**RECORD LIST:**
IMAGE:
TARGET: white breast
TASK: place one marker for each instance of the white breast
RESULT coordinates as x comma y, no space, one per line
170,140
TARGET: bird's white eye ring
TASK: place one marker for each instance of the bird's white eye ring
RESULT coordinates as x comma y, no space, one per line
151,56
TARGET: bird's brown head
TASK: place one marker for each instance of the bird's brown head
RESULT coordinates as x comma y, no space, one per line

**TO BE DONE:** Express every line of the data above as a numbered list, omitting blank lines.

**RESPONSE:**
1. IMAGE:
2. TARGET: white breast
3. TASK: place one marker for each instance of the white breast
4. RESULT coordinates as x comma y, no space, one per line
5. 170,140
6. TARGET: bird's white eye ring
7. TASK: place one marker for each instance of the bird's white eye ring
8. RESULT coordinates as x comma y, no space, one per line
9. 151,56
10. TARGET: bird's brown head
11. TASK: place one marker for each instance of the bird's brown head
12. RESULT coordinates as x comma y, no space, one per line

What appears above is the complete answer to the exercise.